Spatial localization data
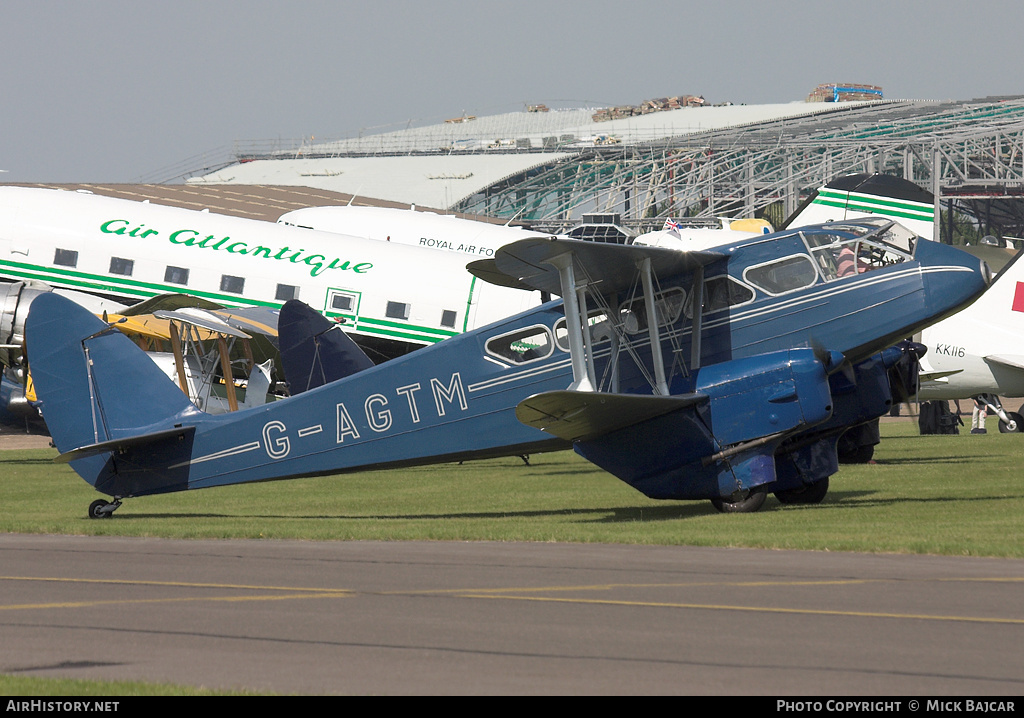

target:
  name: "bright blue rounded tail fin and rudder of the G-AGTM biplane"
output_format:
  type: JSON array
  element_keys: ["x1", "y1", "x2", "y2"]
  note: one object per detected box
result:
[{"x1": 26, "y1": 293, "x2": 200, "y2": 456}]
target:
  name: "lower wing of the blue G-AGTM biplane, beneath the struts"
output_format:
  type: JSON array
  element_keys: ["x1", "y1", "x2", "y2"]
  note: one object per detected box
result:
[{"x1": 515, "y1": 391, "x2": 708, "y2": 441}]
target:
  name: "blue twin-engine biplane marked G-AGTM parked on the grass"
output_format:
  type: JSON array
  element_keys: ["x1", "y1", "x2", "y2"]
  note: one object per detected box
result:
[{"x1": 27, "y1": 219, "x2": 990, "y2": 517}]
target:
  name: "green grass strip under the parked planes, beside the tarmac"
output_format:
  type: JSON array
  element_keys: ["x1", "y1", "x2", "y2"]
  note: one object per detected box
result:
[{"x1": 0, "y1": 422, "x2": 1024, "y2": 557}]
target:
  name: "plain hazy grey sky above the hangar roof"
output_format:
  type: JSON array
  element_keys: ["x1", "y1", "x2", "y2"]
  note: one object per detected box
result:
[{"x1": 0, "y1": 0, "x2": 1024, "y2": 183}]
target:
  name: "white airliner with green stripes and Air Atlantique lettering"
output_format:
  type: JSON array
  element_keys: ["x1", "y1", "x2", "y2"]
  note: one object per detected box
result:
[{"x1": 0, "y1": 186, "x2": 541, "y2": 361}]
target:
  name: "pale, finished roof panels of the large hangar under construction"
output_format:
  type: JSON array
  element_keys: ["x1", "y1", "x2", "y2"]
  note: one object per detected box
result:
[{"x1": 187, "y1": 100, "x2": 890, "y2": 208}]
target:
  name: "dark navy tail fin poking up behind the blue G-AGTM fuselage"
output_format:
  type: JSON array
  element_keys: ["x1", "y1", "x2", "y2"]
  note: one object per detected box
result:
[{"x1": 278, "y1": 299, "x2": 374, "y2": 396}]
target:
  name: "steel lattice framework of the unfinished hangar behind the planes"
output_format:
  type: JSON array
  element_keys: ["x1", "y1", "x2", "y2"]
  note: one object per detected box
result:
[{"x1": 451, "y1": 96, "x2": 1024, "y2": 237}]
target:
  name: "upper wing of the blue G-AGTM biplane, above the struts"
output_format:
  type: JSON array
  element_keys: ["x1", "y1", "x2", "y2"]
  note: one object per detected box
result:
[{"x1": 482, "y1": 239, "x2": 726, "y2": 296}]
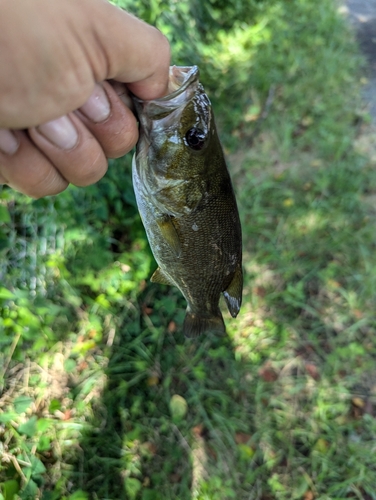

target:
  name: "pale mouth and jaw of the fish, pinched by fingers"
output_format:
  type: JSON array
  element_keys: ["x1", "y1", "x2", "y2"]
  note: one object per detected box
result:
[{"x1": 132, "y1": 66, "x2": 200, "y2": 136}]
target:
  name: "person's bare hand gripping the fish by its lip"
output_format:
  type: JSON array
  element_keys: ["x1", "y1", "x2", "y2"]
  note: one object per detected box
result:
[{"x1": 0, "y1": 0, "x2": 170, "y2": 198}]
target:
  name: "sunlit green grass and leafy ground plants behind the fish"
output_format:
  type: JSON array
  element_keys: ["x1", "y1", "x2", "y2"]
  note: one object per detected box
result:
[{"x1": 0, "y1": 0, "x2": 376, "y2": 500}]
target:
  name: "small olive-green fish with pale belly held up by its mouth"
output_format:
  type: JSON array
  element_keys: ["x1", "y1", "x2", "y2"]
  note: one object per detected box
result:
[{"x1": 132, "y1": 66, "x2": 243, "y2": 338}]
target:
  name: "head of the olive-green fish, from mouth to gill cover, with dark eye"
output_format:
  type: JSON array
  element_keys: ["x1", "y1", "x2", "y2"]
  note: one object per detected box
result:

**What needs to be done**
Without the images, print all of the lines above exactly.

**Written reply**
target:
  name: "bright blue rounded tail fin and rudder of the G-AGTM biplane"
output_format:
  type: JSON array
  element_keys: ["x1", "y1", "x2", "y2"]
  note: one object per detected box
result:
[{"x1": 26, "y1": 293, "x2": 200, "y2": 456}]
target:
  name: "lower wing of the blue G-AGTM biplane, beneath the struts"
output_format:
  type: JSON array
  element_keys: ["x1", "y1", "x2", "y2"]
  note: one object per detected box
result:
[{"x1": 515, "y1": 391, "x2": 708, "y2": 441}]
target:
  name: "blue twin-engine biplane marked G-AGTM parked on the grass"
output_format:
  type: JSON array
  element_keys: ["x1", "y1", "x2", "y2"]
  note: one object per detected box
result:
[{"x1": 27, "y1": 219, "x2": 990, "y2": 517}]
target:
  name: "green grass strip under the parked planes, beside the tarmac"
output_format:
  type: JSON array
  element_keys: ["x1", "y1", "x2", "y2"]
  note: one object per detected box
result:
[{"x1": 0, "y1": 422, "x2": 1024, "y2": 557}]
target:
  name: "plain hazy grey sky above the hangar roof"
output_format:
  type: JSON array
  element_keys: ["x1", "y1", "x2", "y2"]
  note: one object per detected box
result:
[{"x1": 0, "y1": 0, "x2": 1024, "y2": 183}]
target:
  name: "white airliner with green stripes and Air Atlantique lettering"
output_format:
  type: JSON array
  element_keys: ["x1", "y1", "x2", "y2"]
  note: one object per detected box
result:
[{"x1": 0, "y1": 186, "x2": 541, "y2": 361}]
target:
  name: "pale, finished roof panels of the large hangar under construction"
output_format:
  type: JSON array
  element_keys: ["x1", "y1", "x2", "y2"]
  note: one object per detected box
result:
[{"x1": 187, "y1": 100, "x2": 890, "y2": 208}]
target:
  name: "dark navy tail fin poking up behind the blue G-AGTM fuselage"
output_format:
  type: JSON array
  element_keys: ["x1", "y1", "x2", "y2"]
  note: one object per detected box
result:
[{"x1": 278, "y1": 299, "x2": 374, "y2": 396}]
target:
  name: "steel lattice framework of the unfinished hangar behind the planes"
output_format:
  type: JSON array
  element_keys: ["x1", "y1", "x2", "y2"]
  note: one object per detected box
result:
[{"x1": 451, "y1": 96, "x2": 1024, "y2": 237}]
target:
  name: "upper wing of the blue G-AGTM biplane, above the struts"
output_format:
  type: JSON array
  element_keys: ["x1", "y1", "x2", "y2"]
  note: one object per detected box
result:
[{"x1": 482, "y1": 239, "x2": 726, "y2": 296}]

target:
  name: "pale mouth and jaw of the fish, pinched by fingers"
output_format:
  type: JSON array
  element_keys: ["x1", "y1", "x2", "y2"]
  note: one object per detected box
result:
[{"x1": 132, "y1": 66, "x2": 200, "y2": 136}]
target:
  name: "person's bare hand gripping the fish by its lip"
output_format:
  type: JSON array
  element_keys: ["x1", "y1", "x2", "y2"]
  note: one object per detected box
result:
[{"x1": 0, "y1": 0, "x2": 170, "y2": 198}]
target:
  name: "sunlit green grass and leafy ground plants behind the fish"
output_format:
  type: JSON array
  element_keys: ["x1", "y1", "x2", "y2"]
  note: one object per detected box
result:
[{"x1": 0, "y1": 0, "x2": 376, "y2": 500}]
target:
  name: "small olive-green fish with pale belly held up by its mouth"
output_format:
  type: JSON array
  element_keys: ["x1", "y1", "x2", "y2"]
  note: one object per detected box
result:
[{"x1": 132, "y1": 66, "x2": 243, "y2": 338}]
target:
  name: "head of the olive-green fish, from mouth to gill cover, with dark eye"
output_format:
  type: JSON array
  element_keys: ["x1", "y1", "x2", "y2"]
  note: one object per detected box
result:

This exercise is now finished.